I also count in my head. I am doing a mohair shrug right now. 
The ribbing was the pits. I had to rip out I don't know how many times. It was hard to see what the stitches were.

Are you new to knitting? If that is the case you will just have to keep practicing. Maybe it is the yarn that is hard to figure out. There are many kind hearts on this forum. just keep asking.

josiehof


----------



## jgauker (Sep 20, 2012)

When I was a kid, my mom knitted a pair of mittens for me with a 1x1 rib on the cuffs. They were beautiful, but not very warm. When I told her, she went straight to work and knitted another pair. She may have increased the palm size or length by a stitch or two, but she made the second pair with 2x2 cuffs so that they would pull on easily over the other pair and fit without strangling my wrist. Once they were on together they were easily removed together and they were wonderfully warm. Smart gal, my mom.


----------



## BubbyIssaquah (Jul 5, 2011)

Catarry, you gave such a clear answer to a distressed KPer, and it was a generous reply to her problem. I hope it helped her....it certainly was a pleasure to read.


----------



## oldnit (Aug 14, 2011)

Stay with the ribbing. It will come. I changed to continental style and find I have no problem ribbing. However, I have a sweater started and completed the ribbing, but I am terrified to start with the yarn overs. So I am doing some practice on y/o
by knitting scarves and dish cloths. I almost have enough confidence to get back to the sweater and the 155 stitches of a mix of yarn overs including the lifeline if I get started. I won't quit.

Dorothy


----------



## RenaChristine (Jun 25, 2011)

I started a sweater that is completely ribbed. I found the ribbing difficult until I learned how to knit in the continental style. It makes such a HUGE difference in my ability to keep the tension close in the knit and purl stitches, and it makes the knitting go a little faster. I watched youtube videos to learn how to do continental knitting, and now it's pretty much the only way I knit. Good luck!


----------



## muskokapple (Dec 6, 2011)

Wow! That is an awesome suggestion! It would definitely help me!!!!!!!!Thanks!


past said:


> I prefer to start my garments which call for a k1,p1 ribbing with an extra stitch so that I have an uneven count (in your case 145 stitches instead of 144). This way each row is started with a knit stitch. I get confused whether I'm on a right side with 1st stitch knit or wrong side with 1st stitch purl. By adding 1 more stitch and making the number of stitches cast on uneven every row starts with knit.
> The look at the pattern directions for after the ribbing. If you are to increase stitches then you increase 1 less stitch. If your pattern reads continue (over the 144 stitches), then you will decrease 1 stitch so that you are working only the 144 stitches going forward.


----------



## muskokapple (Dec 6, 2011)

§

- _What to do_
1: From the knitting forum thread, reproduce word for word the part that opens with the words containing "When I was a" and closes with "gal, my mom.".
2: In the knitting forum thread, what kind of ribbing did the mom put on the cuffs of the second pair of mittens?
3: Write what comes next in the knitting forum thread about ribbing, picking up from its final line.

Bounding box annotation entries
§

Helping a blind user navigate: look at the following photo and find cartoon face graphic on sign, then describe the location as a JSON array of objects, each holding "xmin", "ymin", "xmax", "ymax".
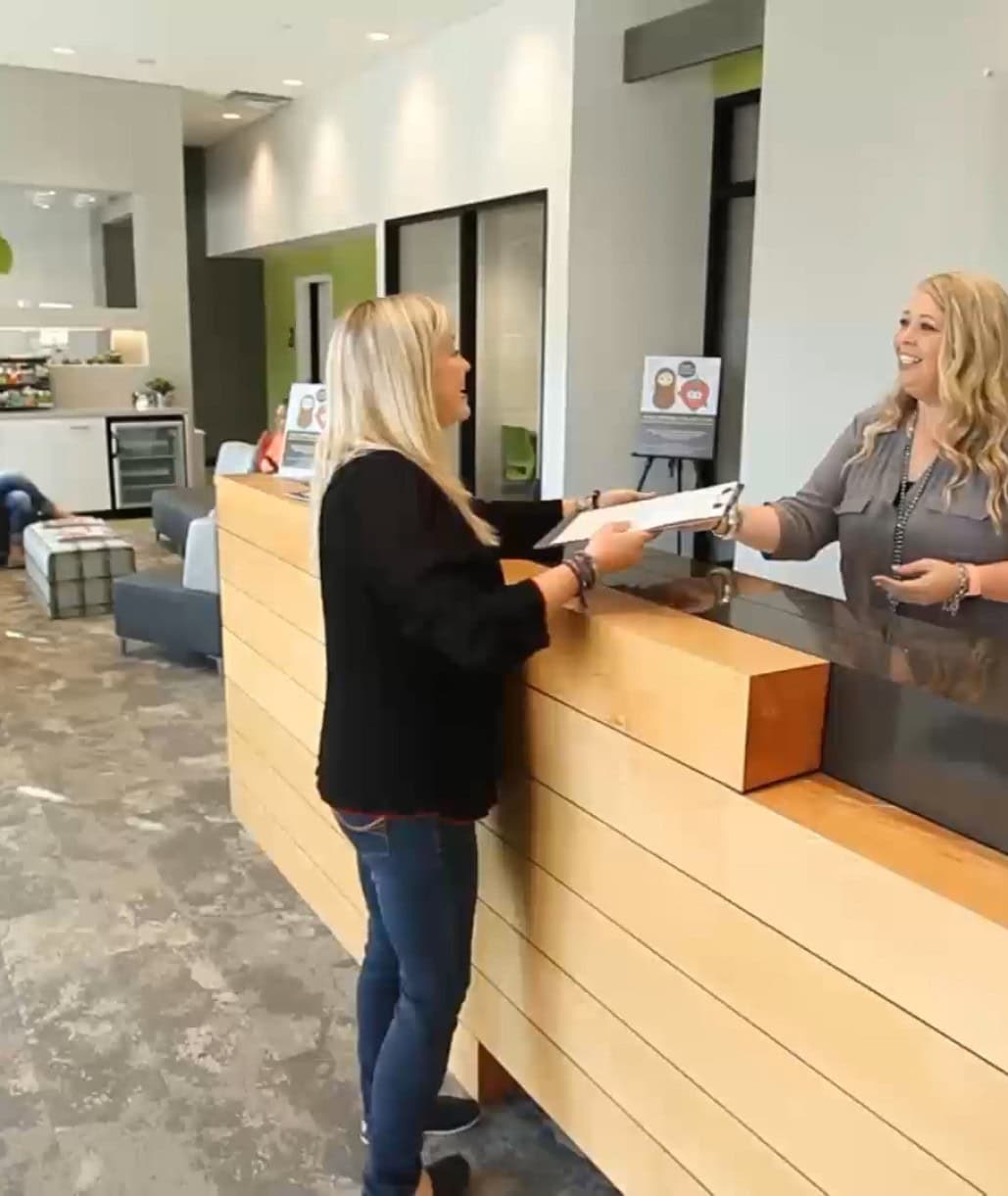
[
  {"xmin": 651, "ymin": 368, "xmax": 676, "ymax": 411},
  {"xmin": 298, "ymin": 395, "xmax": 314, "ymax": 428},
  {"xmin": 679, "ymin": 378, "xmax": 710, "ymax": 411}
]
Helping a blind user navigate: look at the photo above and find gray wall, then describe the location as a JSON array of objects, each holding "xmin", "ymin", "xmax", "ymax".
[
  {"xmin": 185, "ymin": 147, "xmax": 266, "ymax": 460},
  {"xmin": 564, "ymin": 0, "xmax": 714, "ymax": 494}
]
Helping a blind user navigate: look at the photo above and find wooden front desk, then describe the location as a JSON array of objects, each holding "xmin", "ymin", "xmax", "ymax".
[{"xmin": 217, "ymin": 478, "xmax": 1008, "ymax": 1196}]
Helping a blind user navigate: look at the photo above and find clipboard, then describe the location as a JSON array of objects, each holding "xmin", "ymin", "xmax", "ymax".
[{"xmin": 536, "ymin": 482, "xmax": 743, "ymax": 549}]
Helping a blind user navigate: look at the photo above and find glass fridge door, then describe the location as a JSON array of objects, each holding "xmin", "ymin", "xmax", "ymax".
[{"xmin": 112, "ymin": 418, "xmax": 185, "ymax": 510}]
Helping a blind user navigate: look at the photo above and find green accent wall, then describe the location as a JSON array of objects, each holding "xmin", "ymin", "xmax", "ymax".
[
  {"xmin": 264, "ymin": 233, "xmax": 378, "ymax": 412},
  {"xmin": 714, "ymin": 45, "xmax": 763, "ymax": 97}
]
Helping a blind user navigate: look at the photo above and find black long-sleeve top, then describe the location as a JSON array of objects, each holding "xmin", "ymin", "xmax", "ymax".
[{"xmin": 318, "ymin": 451, "xmax": 562, "ymax": 821}]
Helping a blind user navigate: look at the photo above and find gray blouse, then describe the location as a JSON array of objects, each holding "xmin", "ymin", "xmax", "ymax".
[{"xmin": 774, "ymin": 407, "xmax": 1008, "ymax": 635}]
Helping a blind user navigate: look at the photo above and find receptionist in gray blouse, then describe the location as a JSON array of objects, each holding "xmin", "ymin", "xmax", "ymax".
[{"xmin": 719, "ymin": 266, "xmax": 1008, "ymax": 635}]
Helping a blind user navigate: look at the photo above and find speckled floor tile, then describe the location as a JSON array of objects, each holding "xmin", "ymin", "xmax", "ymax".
[{"xmin": 0, "ymin": 524, "xmax": 613, "ymax": 1196}]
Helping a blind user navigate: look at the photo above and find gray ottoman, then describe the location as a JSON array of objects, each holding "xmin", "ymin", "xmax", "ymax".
[
  {"xmin": 24, "ymin": 516, "xmax": 136, "ymax": 618},
  {"xmin": 113, "ymin": 564, "xmax": 221, "ymax": 660}
]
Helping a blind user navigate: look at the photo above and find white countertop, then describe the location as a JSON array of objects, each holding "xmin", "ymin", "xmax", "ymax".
[{"xmin": 0, "ymin": 407, "xmax": 189, "ymax": 422}]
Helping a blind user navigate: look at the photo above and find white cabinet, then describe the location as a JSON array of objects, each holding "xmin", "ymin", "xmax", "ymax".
[{"xmin": 0, "ymin": 415, "xmax": 113, "ymax": 513}]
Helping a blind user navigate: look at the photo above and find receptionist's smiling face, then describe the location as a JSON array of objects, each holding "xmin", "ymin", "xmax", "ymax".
[{"xmin": 894, "ymin": 291, "xmax": 944, "ymax": 403}]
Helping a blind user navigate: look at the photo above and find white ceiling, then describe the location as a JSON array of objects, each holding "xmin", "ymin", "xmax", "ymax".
[{"xmin": 0, "ymin": 0, "xmax": 499, "ymax": 145}]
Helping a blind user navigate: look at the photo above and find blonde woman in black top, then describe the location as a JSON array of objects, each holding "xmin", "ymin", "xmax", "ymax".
[{"xmin": 314, "ymin": 296, "xmax": 647, "ymax": 1196}]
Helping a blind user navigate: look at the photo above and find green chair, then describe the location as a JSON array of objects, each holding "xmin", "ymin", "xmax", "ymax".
[{"xmin": 501, "ymin": 423, "xmax": 536, "ymax": 488}]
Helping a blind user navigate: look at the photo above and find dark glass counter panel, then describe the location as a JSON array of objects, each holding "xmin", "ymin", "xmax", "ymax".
[{"xmin": 612, "ymin": 551, "xmax": 1008, "ymax": 853}]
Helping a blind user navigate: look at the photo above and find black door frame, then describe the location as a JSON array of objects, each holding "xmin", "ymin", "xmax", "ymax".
[
  {"xmin": 385, "ymin": 191, "xmax": 549, "ymax": 492},
  {"xmin": 694, "ymin": 87, "xmax": 763, "ymax": 559}
]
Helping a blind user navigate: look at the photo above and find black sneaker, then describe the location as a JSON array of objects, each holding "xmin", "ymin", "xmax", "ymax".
[
  {"xmin": 427, "ymin": 1154, "xmax": 472, "ymax": 1196},
  {"xmin": 360, "ymin": 1097, "xmax": 482, "ymax": 1146}
]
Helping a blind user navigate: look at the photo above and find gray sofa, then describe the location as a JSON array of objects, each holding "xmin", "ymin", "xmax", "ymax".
[
  {"xmin": 113, "ymin": 515, "xmax": 221, "ymax": 660},
  {"xmin": 151, "ymin": 440, "xmax": 256, "ymax": 556}
]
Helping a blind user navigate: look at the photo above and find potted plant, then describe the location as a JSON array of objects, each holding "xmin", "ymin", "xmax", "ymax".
[{"xmin": 147, "ymin": 378, "xmax": 174, "ymax": 407}]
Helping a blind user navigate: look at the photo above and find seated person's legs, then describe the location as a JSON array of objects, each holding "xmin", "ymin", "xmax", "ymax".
[{"xmin": 4, "ymin": 491, "xmax": 38, "ymax": 568}]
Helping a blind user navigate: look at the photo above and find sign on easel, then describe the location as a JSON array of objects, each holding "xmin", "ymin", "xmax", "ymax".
[
  {"xmin": 634, "ymin": 357, "xmax": 721, "ymax": 460},
  {"xmin": 277, "ymin": 381, "xmax": 329, "ymax": 482}
]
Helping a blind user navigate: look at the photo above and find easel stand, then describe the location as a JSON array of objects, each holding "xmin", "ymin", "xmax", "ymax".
[{"xmin": 630, "ymin": 453, "xmax": 683, "ymax": 494}]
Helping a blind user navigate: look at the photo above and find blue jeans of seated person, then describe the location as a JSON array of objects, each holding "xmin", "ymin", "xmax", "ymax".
[
  {"xmin": 0, "ymin": 472, "xmax": 54, "ymax": 561},
  {"xmin": 337, "ymin": 811, "xmax": 478, "ymax": 1196},
  {"xmin": 0, "ymin": 472, "xmax": 54, "ymax": 536}
]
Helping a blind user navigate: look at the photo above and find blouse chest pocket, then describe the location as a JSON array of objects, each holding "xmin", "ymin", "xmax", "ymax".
[
  {"xmin": 921, "ymin": 485, "xmax": 993, "ymax": 530},
  {"xmin": 834, "ymin": 477, "xmax": 872, "ymax": 515},
  {"xmin": 917, "ymin": 483, "xmax": 1008, "ymax": 563}
]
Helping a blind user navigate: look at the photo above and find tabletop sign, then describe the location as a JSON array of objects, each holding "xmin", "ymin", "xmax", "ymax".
[
  {"xmin": 277, "ymin": 381, "xmax": 329, "ymax": 482},
  {"xmin": 634, "ymin": 358, "xmax": 721, "ymax": 460}
]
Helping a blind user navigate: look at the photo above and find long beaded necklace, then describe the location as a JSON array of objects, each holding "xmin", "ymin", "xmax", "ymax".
[{"xmin": 888, "ymin": 415, "xmax": 937, "ymax": 610}]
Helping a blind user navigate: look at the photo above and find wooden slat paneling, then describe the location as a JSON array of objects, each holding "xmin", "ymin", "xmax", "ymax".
[
  {"xmin": 231, "ymin": 735, "xmax": 707, "ymax": 1196},
  {"xmin": 223, "ymin": 627, "xmax": 321, "ymax": 751},
  {"xmin": 509, "ymin": 692, "xmax": 1008, "ymax": 1072},
  {"xmin": 216, "ymin": 476, "xmax": 312, "ymax": 573},
  {"xmin": 220, "ymin": 581, "xmax": 325, "ymax": 702},
  {"xmin": 478, "ymin": 823, "xmax": 984, "ymax": 1196},
  {"xmin": 526, "ymin": 581, "xmax": 829, "ymax": 790},
  {"xmin": 475, "ymin": 904, "xmax": 817, "ymax": 1196},
  {"xmin": 217, "ymin": 531, "xmax": 325, "ymax": 644},
  {"xmin": 751, "ymin": 774, "xmax": 1008, "ymax": 930},
  {"xmin": 231, "ymin": 784, "xmax": 367, "ymax": 962}
]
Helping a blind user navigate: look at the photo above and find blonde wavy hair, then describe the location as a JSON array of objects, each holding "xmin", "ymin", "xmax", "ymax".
[
  {"xmin": 851, "ymin": 271, "xmax": 1008, "ymax": 525},
  {"xmin": 312, "ymin": 294, "xmax": 498, "ymax": 545}
]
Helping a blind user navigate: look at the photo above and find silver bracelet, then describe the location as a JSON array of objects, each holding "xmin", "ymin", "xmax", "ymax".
[
  {"xmin": 711, "ymin": 503, "xmax": 743, "ymax": 540},
  {"xmin": 941, "ymin": 564, "xmax": 970, "ymax": 618}
]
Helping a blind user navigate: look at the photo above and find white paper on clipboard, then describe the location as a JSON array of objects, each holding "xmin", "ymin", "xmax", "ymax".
[{"xmin": 536, "ymin": 482, "xmax": 743, "ymax": 549}]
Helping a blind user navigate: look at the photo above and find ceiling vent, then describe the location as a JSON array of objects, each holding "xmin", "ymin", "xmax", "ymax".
[{"xmin": 223, "ymin": 91, "xmax": 291, "ymax": 113}]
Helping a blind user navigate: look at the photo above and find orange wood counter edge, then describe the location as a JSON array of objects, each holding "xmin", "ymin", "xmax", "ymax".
[{"xmin": 216, "ymin": 475, "xmax": 1008, "ymax": 928}]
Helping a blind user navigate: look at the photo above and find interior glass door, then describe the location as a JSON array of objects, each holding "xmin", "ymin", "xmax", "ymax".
[
  {"xmin": 476, "ymin": 199, "xmax": 547, "ymax": 499},
  {"xmin": 398, "ymin": 216, "xmax": 461, "ymax": 471}
]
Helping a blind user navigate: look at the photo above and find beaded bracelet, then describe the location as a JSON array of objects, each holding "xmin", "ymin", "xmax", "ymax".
[
  {"xmin": 941, "ymin": 564, "xmax": 970, "ymax": 616},
  {"xmin": 562, "ymin": 552, "xmax": 598, "ymax": 610}
]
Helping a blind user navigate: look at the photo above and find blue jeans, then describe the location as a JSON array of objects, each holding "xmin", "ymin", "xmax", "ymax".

§

- _Results for the exercise_
1:
When I was a kid, my mom knitted a pair of mittens for me with a 1x1 rib on the cuffs. They were beautiful, but not very warm. When I told her, she went straight to work and knitted another pair. She may have increased the palm size or length by a stitch or two, but she made the second pair with 2x2 cuffs so that they would pull on easily over the other pair and fit without strangling my wrist. Once they were on together they were easily removed together and they were wonderfully warm. Smart gal, my mom.

2: A 2x2 rib.

3:
Another great suggestion! I had tried markers every 2 stitches, but, that, didn't work either! 
But, looking at videos, chanting the pattern, taking more notice, all helped, and, now, I'm on the main part of the sweater. Knit one side, Purl the other. Easy Peasy! And..... I'm off!LOL!


ireneofnc said:


> I live by "markers" when I'm working with something difficult. Map out your directions, and place markers between each group of pattern stitches, and you can't go wrong.
> 
> For an example, if you had 32 stitches on the needle and the pattern is:
> 
> ...


----------



## muskokapple (Dec 6, 2011)

You are absolutely right!
Home Spun from Lion Brand. Kinda hides the stitches!
Oh, well!
Live and learn!
Helpful people have given me such great suggestions, that, I've finally got it!
I'm off and running now!
Thanks!


josiehof said:


> Hi,
> 
> I also count in my head. I am doing a mohair shrug right now.
> The ribbing was the pits. I had to rip out I don't know how many times. It was hard to see what the stitches were.
> ...


----------



## muskokapple (Dec 6, 2011)

I love this forum, because, people are so helpful, and, honest!
Thanks for your comments!


cja said:


> Hang in there!!!! and dont let any comments intimidate you!!!
> I am working on a lace scarf with 300 sts, yesterday I discovered I had dropped a stitch five rows below, at first I was going to tink but I was able to salvage by taking a deep breath and reconstructing the stitch pattern
> 
> you will get it, I also talk myself through patterns and out loud if necessary


----------



## muskokapple (Dec 6, 2011)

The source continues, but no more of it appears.